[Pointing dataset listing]

....

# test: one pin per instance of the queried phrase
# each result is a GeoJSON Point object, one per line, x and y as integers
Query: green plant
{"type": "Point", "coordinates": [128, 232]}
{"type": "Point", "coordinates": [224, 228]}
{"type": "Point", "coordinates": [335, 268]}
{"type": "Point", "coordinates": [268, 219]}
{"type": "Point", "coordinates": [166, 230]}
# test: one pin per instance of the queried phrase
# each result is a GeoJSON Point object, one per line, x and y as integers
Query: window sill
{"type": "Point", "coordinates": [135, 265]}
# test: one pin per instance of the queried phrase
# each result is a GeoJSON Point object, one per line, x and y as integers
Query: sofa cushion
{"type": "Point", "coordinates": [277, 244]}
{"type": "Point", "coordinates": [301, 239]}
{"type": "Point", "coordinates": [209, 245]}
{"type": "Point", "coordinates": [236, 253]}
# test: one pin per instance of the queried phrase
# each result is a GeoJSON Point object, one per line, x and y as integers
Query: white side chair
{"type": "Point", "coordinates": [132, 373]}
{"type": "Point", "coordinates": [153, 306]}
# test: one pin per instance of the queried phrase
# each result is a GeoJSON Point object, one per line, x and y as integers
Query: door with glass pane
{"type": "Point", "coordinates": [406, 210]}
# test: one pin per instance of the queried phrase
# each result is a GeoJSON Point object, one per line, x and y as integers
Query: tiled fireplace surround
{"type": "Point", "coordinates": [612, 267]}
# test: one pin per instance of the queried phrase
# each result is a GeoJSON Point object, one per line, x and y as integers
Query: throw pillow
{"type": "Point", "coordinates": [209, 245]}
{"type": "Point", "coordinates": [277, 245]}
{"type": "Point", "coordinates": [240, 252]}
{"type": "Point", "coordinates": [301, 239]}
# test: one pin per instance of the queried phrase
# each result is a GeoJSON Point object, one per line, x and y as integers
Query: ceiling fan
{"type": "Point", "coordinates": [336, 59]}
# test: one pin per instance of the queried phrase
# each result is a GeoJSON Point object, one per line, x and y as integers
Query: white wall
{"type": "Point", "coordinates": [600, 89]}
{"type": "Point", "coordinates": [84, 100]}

....

→ Problem requirements
How many lines of the listing above contain the word "Query"? Reply with the number alone.

→ Written answer
9